▶ GOAL
Please tally the lines in the records below that contain the string "wooden", and reply with only that number.

[Stored items]
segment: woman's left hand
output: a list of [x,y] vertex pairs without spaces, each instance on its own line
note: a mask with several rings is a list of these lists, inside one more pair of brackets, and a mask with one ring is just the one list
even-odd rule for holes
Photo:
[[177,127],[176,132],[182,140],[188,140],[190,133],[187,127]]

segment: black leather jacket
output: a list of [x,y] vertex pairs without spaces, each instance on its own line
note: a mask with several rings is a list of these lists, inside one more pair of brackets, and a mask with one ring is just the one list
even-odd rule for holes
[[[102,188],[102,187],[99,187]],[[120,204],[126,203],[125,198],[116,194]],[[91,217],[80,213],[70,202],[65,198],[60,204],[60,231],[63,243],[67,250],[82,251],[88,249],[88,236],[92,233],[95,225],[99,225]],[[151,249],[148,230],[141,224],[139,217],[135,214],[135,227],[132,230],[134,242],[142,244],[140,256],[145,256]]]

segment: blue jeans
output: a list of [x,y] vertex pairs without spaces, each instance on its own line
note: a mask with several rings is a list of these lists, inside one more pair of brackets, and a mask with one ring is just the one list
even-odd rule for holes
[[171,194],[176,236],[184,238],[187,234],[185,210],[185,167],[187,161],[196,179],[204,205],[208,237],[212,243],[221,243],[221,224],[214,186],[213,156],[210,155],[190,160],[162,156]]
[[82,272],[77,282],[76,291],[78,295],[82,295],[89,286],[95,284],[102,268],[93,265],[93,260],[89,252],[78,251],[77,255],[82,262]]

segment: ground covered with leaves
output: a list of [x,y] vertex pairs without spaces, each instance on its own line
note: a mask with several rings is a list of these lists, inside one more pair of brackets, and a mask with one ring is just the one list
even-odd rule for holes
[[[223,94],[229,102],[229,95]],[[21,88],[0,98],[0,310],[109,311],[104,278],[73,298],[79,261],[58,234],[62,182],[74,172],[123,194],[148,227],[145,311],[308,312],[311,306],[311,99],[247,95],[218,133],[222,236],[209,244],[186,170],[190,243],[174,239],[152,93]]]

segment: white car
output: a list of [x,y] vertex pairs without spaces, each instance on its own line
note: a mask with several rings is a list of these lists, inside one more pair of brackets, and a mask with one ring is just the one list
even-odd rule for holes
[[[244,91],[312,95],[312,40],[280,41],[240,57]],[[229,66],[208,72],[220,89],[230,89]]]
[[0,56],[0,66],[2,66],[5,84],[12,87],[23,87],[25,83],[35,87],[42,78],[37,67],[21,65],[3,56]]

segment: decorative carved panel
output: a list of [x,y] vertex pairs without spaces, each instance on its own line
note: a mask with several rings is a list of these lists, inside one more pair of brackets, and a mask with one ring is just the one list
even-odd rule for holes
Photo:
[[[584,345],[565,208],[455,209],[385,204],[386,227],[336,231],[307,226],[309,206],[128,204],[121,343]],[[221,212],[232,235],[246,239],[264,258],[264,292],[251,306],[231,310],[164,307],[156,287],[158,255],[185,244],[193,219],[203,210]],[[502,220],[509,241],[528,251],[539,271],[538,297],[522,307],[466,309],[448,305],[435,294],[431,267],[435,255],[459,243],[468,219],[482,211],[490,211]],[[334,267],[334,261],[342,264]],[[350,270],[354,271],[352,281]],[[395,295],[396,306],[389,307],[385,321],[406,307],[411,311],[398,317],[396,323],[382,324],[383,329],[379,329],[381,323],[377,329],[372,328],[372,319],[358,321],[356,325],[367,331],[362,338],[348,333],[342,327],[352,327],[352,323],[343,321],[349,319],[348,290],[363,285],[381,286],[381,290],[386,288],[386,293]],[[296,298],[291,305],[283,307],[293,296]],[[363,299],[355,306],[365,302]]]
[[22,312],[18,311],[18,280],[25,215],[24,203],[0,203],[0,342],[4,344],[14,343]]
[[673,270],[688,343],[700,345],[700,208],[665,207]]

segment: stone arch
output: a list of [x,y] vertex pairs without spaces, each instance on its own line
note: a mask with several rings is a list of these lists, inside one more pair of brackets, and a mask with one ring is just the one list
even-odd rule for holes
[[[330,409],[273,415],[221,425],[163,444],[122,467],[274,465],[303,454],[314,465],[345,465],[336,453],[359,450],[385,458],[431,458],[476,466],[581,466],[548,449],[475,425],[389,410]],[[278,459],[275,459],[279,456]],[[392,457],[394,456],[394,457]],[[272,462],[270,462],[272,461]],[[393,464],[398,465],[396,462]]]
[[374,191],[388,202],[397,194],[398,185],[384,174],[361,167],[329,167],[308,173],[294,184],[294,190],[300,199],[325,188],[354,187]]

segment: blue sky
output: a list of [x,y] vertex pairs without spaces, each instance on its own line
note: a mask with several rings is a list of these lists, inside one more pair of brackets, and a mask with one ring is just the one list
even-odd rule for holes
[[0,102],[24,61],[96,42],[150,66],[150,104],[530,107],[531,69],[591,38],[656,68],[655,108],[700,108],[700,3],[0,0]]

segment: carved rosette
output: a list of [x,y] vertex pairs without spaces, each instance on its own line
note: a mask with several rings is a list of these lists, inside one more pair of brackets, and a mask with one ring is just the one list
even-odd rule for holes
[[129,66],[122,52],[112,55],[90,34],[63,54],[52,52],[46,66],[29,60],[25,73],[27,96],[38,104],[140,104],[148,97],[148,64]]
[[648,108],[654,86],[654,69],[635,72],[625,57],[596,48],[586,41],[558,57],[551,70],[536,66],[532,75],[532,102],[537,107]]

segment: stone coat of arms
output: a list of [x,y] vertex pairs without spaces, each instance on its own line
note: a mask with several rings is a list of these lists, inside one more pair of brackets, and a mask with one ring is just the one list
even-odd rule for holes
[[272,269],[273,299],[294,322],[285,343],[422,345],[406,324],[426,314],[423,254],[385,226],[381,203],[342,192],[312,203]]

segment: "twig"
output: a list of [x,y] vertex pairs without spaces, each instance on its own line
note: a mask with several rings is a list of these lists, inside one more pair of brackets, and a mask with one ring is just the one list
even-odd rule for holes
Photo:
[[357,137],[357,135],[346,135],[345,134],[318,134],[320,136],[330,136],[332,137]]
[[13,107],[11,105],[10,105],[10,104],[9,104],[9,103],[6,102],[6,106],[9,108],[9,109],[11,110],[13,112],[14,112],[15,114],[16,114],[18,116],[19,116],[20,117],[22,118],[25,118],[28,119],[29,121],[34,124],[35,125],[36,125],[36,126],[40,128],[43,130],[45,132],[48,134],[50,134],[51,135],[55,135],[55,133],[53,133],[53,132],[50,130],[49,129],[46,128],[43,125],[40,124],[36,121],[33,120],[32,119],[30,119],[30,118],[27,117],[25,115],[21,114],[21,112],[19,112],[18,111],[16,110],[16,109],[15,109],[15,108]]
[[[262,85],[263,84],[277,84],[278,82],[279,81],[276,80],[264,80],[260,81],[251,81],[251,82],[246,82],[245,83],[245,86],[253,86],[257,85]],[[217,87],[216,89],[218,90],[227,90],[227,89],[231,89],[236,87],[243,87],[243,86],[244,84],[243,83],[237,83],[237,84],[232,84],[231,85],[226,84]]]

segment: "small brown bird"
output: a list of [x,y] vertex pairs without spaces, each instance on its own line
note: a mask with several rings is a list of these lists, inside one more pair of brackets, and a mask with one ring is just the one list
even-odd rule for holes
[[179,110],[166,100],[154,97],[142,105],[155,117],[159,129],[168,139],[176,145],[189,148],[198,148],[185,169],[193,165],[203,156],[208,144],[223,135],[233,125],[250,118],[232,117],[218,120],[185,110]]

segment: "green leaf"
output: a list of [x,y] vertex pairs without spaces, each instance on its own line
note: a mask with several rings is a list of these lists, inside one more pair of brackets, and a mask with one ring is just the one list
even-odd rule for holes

---

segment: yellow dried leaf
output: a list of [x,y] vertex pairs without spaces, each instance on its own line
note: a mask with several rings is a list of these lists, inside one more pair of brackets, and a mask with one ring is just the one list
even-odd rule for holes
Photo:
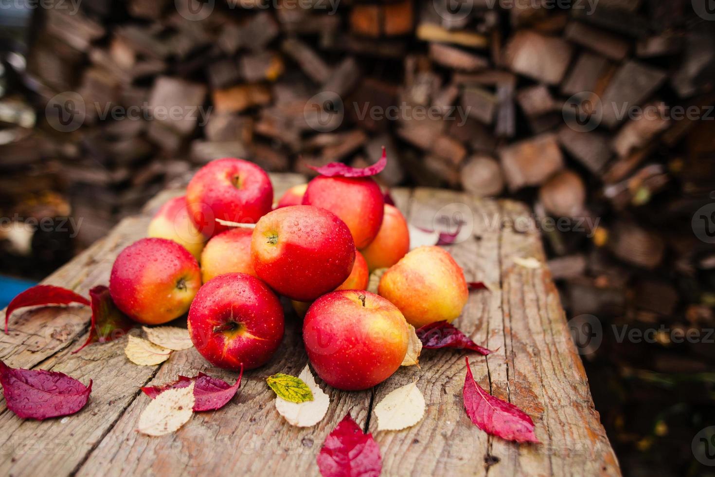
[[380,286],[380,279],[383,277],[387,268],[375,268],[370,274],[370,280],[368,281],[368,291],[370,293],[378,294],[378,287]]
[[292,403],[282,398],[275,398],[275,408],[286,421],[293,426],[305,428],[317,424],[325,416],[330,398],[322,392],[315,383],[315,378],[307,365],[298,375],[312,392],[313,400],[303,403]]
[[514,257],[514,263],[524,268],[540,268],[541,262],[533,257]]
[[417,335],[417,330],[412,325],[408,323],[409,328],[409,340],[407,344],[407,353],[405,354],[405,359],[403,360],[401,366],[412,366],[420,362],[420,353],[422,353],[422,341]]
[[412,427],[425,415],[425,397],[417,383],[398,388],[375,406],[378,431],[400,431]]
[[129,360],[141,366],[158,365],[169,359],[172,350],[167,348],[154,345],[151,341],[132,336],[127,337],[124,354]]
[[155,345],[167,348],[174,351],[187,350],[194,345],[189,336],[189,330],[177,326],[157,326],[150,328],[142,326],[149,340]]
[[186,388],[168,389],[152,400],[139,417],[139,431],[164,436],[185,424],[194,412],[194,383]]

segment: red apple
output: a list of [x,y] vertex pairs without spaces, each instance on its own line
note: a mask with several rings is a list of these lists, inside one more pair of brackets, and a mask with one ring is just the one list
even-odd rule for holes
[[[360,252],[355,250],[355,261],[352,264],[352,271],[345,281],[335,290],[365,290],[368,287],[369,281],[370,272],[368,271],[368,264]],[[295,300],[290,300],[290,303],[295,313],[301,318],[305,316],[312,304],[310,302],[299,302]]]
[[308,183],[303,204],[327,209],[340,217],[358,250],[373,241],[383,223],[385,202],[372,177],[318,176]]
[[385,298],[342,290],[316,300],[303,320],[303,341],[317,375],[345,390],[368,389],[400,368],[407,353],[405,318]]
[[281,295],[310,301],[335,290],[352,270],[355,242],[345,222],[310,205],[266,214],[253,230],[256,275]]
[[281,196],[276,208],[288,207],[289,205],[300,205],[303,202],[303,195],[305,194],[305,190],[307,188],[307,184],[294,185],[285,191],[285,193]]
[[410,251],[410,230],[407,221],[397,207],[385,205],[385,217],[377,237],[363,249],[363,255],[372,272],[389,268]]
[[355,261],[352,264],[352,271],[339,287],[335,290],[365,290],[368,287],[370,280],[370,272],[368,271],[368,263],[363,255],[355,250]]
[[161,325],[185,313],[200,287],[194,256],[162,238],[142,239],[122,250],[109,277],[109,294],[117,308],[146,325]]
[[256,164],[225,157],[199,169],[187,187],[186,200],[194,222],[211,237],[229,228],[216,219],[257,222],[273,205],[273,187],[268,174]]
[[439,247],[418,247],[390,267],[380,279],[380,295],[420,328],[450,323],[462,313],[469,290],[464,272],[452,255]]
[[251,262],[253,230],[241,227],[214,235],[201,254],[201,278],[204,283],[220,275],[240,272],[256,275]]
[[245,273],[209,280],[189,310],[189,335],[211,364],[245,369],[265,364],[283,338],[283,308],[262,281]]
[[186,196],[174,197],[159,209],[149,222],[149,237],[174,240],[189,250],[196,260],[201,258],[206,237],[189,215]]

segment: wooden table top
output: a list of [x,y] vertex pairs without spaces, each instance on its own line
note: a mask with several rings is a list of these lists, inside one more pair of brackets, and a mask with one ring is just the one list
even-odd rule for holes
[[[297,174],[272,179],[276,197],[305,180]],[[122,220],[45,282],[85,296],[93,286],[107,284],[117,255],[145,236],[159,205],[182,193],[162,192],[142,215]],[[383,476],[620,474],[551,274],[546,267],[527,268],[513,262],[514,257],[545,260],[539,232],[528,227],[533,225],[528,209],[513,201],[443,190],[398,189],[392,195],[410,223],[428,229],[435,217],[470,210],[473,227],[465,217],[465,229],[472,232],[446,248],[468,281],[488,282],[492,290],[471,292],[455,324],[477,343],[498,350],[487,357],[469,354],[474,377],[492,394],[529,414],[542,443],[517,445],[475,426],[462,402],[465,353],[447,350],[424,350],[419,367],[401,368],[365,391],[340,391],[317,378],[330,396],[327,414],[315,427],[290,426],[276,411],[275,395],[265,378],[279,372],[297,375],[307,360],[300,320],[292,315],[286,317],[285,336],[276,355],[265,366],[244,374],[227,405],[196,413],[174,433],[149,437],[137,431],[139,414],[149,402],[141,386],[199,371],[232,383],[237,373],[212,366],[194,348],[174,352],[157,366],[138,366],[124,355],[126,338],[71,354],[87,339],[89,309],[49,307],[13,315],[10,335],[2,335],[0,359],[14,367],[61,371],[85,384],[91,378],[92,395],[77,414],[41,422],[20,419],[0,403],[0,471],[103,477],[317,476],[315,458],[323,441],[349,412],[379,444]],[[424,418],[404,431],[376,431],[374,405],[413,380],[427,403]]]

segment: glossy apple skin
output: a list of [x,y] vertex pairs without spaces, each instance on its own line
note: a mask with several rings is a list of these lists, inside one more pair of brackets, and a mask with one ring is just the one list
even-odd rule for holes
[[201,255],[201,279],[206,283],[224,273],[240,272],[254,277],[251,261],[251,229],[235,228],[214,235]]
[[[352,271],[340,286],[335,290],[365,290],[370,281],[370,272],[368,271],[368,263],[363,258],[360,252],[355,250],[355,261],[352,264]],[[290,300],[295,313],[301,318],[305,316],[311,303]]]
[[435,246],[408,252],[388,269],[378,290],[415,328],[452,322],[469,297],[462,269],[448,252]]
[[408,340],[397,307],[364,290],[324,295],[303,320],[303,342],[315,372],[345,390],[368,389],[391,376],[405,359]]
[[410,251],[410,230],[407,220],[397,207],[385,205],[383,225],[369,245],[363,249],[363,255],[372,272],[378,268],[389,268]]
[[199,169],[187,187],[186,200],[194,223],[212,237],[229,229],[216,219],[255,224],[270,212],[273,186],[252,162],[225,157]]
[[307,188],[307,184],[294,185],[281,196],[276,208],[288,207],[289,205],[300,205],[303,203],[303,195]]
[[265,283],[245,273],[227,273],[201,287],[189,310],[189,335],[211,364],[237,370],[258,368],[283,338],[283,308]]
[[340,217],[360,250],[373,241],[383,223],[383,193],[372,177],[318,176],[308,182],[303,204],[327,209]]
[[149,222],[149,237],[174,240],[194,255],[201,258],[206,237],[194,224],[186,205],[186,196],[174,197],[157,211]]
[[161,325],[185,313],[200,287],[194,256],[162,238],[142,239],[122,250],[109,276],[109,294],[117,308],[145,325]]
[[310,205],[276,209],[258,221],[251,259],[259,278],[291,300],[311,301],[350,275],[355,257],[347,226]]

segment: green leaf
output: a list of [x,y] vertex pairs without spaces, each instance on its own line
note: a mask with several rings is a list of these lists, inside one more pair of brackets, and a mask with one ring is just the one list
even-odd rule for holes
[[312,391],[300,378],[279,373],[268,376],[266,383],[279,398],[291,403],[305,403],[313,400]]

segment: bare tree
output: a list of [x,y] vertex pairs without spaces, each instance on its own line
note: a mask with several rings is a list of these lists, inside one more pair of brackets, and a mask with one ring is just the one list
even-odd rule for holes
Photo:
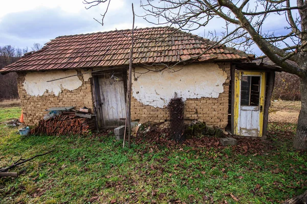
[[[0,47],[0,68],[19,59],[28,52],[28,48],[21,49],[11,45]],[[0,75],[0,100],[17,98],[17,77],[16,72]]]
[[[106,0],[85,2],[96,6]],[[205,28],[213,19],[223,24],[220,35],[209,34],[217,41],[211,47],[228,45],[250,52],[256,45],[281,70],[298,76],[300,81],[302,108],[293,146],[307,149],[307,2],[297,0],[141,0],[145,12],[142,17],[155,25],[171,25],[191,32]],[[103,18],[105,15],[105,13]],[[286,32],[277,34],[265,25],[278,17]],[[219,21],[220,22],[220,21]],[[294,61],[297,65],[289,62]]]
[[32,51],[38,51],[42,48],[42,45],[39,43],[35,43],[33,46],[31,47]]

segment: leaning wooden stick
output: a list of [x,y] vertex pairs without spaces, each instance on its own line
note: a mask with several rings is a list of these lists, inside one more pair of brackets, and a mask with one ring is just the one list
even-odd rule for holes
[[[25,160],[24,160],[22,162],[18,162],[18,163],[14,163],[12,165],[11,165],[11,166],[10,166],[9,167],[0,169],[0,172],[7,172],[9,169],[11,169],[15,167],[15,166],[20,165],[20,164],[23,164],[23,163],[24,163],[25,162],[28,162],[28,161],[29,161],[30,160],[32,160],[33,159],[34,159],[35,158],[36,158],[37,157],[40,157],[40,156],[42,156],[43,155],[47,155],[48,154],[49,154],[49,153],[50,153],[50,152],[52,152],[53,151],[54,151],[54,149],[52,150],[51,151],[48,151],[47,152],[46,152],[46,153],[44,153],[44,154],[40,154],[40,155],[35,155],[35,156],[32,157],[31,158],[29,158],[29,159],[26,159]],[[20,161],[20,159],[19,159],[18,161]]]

▶ EXERCISE RESPONSE
2